> **SUPPLIED TEXT**

________________________

Boudica Warlord and queen of the British Iceni, an ancient Celtic tribe, Boudica led an uprising against the occupying forces of the Roman Empire. Boudica’s husband Prasutagus was ruler of the Iceni tribe, and enjoyed autonomy under a treaty with the Romans. However, when he died, the kingdom was annexed as if conquered. Boudica was flogged, her daughters were raped, and Roman financiers called in their loans. In AD 60 or 61, Boudica waited until the Roman governor Gaius Suetonius Paulinus was leading a campaign on the island of Anglesey off the northwest coast of Wales. She then launched a massive assault leading the Iceni, Trinovantes and other Britons in revolt against Roman population centers. She destroyed Camulodunum (modern Colchester), and while the out-manned Roman garrisons attempted to flee, Boudica’s army of 100,000 engaged the Legio IX Hispana, decimating them, then burned and destroyed Londinium, and Verulamium (modern-day St. Albans). An estimated 70,000–80,000 Romans and British were killed in the three cities by Boudica’s armies. Despite these early gains, Suetonius regrouped his forces in the West Midlands, and though heavily outnumbered, defeated Boudica’s advancing Britons in the Battle of Watling Street. The crisis caused the Emperor Nero to consider withdrawing all Roman forces from Britain, but Suetonius’s eventual victory over Boudica confirmed Roman control of the province. Boudica then killed herself so she would not be captured. She has since remained an important cultural symbol in the United Kingdom, and is renown for her tactical use of the chariot on the battlefield by employing shock-combat to break enemy formations.

________________________

> **WRITTEN REQUEST 1**
Can you turn the rows, from the first one up to and including the line with "62,106,154,168", into a numbered list, leaving out blank lines and the pictures?

> **RECORDS TO PROCESS**
________________________

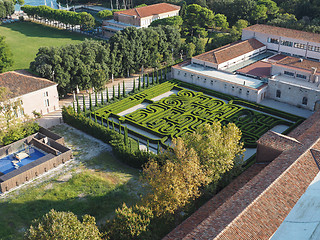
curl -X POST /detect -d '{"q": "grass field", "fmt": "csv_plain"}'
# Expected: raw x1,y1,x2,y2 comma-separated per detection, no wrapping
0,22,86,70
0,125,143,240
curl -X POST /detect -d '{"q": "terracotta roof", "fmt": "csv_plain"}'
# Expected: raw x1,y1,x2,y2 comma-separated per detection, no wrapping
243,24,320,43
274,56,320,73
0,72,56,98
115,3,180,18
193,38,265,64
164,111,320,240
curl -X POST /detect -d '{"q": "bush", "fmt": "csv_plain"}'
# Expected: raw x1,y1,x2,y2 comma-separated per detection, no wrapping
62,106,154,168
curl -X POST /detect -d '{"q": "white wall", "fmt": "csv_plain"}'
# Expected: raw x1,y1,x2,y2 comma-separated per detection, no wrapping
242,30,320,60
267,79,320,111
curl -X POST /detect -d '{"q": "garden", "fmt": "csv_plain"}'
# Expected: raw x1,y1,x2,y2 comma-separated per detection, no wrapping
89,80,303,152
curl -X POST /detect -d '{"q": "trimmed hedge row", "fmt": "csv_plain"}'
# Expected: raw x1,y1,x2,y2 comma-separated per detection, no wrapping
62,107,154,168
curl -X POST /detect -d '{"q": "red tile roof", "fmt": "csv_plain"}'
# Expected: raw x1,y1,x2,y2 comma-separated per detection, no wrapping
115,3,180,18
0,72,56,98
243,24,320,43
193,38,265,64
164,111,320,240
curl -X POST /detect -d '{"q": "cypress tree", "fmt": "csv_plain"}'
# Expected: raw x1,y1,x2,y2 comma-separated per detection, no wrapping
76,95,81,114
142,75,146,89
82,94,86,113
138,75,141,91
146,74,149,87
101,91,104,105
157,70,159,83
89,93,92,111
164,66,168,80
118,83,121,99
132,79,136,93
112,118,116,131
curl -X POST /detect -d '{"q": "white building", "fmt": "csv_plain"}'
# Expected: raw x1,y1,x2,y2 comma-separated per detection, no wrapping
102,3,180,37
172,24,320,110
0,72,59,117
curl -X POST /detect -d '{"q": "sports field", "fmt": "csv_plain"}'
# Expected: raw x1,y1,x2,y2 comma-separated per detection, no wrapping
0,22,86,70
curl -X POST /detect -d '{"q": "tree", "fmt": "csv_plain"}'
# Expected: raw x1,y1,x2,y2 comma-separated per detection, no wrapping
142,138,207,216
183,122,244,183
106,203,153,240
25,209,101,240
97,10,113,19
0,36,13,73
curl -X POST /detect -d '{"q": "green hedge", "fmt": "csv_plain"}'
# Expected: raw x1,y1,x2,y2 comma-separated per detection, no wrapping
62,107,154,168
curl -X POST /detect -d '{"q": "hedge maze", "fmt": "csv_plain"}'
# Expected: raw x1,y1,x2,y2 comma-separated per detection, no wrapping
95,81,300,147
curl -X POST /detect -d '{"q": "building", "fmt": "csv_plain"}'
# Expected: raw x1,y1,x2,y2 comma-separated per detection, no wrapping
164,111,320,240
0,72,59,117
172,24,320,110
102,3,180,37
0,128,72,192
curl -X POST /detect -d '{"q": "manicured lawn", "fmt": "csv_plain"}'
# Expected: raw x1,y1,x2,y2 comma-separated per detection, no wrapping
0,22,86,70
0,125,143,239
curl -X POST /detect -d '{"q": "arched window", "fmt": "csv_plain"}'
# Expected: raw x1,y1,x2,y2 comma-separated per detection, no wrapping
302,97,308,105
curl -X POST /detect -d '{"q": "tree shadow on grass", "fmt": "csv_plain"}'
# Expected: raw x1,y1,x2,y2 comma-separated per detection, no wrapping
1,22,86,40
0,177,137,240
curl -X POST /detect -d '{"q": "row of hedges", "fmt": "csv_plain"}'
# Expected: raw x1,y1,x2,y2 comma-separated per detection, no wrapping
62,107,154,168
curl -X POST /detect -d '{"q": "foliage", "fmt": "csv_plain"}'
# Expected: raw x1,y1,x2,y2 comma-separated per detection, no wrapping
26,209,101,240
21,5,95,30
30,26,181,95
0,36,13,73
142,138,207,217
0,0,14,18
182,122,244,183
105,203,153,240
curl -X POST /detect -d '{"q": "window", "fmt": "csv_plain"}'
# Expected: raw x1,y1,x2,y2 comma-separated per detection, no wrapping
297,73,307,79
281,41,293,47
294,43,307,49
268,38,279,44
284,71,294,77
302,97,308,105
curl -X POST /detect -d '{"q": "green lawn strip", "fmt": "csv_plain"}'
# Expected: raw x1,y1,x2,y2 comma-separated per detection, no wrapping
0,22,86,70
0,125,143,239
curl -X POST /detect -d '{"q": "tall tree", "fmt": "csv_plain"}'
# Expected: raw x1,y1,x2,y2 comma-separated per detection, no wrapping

________________________

> **WRITTEN REQUEST 2**
Could you go on with the passage about Boudica from where it stops?

> **EXERCISE RESULT 1**
1. curl -X POST /detect -d '{"q": "grass field", "fmt": "csv_plain"}'
2. # Expected: raw x1,y1,x2,y2 comma-separated per detection, no wrapping
3. 0,22,86,70
4. 0,125,143,240
5. curl -X POST /detect -d '{"q": "terracotta roof", "fmt": "csv_plain"}'
6. # Expected: raw x1,y1,x2,y2 comma-separated per detection, no wrapping
7. 243,24,320,43
8. 274,56,320,73
9. 0,72,56,98
10. 115,3,180,18
11. 193,38,265,64
12. 164,111,320,240
13. curl -X POST /detect -d '{"q": "bush", "fmt": "csv_plain"}'
14. # Expected: raw x1,y1,x2,y2 comma-separated per detection, no wrapping
15. 62,106,154,168

> **EXERCISE RESULT 2**
Boudicca, Celtic warrior queen of the Iceni people of Eastern England. After the Romans took their land, stripped her, flogged her and raped her daughters, she led a rebellion against them, destroying several cities and armies in the process. Badass.
Amage was a Sarmatian warrior queen who lived toward the end of the 2nd Century BCE.
Amage was queen of the Sarmatians, an Iranian people who lived in the western region ofScythia on the coast of the Black Sea. According to the Greek strategist Polyaenus, while Amage’s husband, Medosaccus, was officially the Samartian king, Amage deemed him to be an unworthy ruler who abused his power for personal luxury. She took control of the Sarmatian government and military, using her power to build defensive garrisons which she used to defend her lands on multiple occasions.
Her success as a leader made her famous throughout Scythia and led to the neighbouring Chersonesians to ask for her help when they were being threatened by the Crimean Scythians. Amage agreed to the alliance, sending a message to the Scythian king demanding that he leave the Chersonesians in peace. When the king refused she gathered a force of 120 seasoned warriors, equipping them with 3 horses each so they could cover ground quicky. Marching toward the Scythian palace they covered a distance of more than a 100 stades (180 kilometres) in a single night and a day. The swiftness of the attack caught the Scythian forces off guard and they were easily defeated. Personally leading the assault on the palace, Amage broke into the Scythian king’s quarters and killed him along with his entire family save for one of his sons. She installed the boy as the new Scythian ruler, on the condition that Chersonesus would remain free and that the Scythians would never again attack their neighbours.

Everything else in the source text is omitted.